• **Exercise goal**
Please give back, word for word, each line from the start of the entries through the one in which "Place a point on each instance of the mountain slope, one" is found.

(Stored data entries)
+++
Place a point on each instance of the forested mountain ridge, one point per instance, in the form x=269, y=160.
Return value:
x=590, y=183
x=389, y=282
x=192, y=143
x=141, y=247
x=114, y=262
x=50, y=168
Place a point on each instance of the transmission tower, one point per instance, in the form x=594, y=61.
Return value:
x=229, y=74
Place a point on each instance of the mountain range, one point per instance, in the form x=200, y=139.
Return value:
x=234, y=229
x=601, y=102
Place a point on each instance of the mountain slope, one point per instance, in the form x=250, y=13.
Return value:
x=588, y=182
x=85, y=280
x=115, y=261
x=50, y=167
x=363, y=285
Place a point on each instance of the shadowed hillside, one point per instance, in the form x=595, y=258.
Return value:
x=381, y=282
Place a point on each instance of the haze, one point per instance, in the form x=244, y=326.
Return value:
+++
• **Worked solution**
Place a point on each instance of the forested mountain ridge, one point per instance, in the form x=269, y=160.
Return value:
x=590, y=183
x=389, y=282
x=192, y=143
x=141, y=247
x=114, y=262
x=50, y=168
Place a point on each instance of the transmission tower, one point per instance, in the form x=594, y=61.
Return value:
x=229, y=74
Place a point on each instance of the mountain range, one point per instance, in the form x=200, y=139.
Return value:
x=234, y=229
x=601, y=102
Place a point on each instance of the mountain slope, one point per instance, in the form x=250, y=13.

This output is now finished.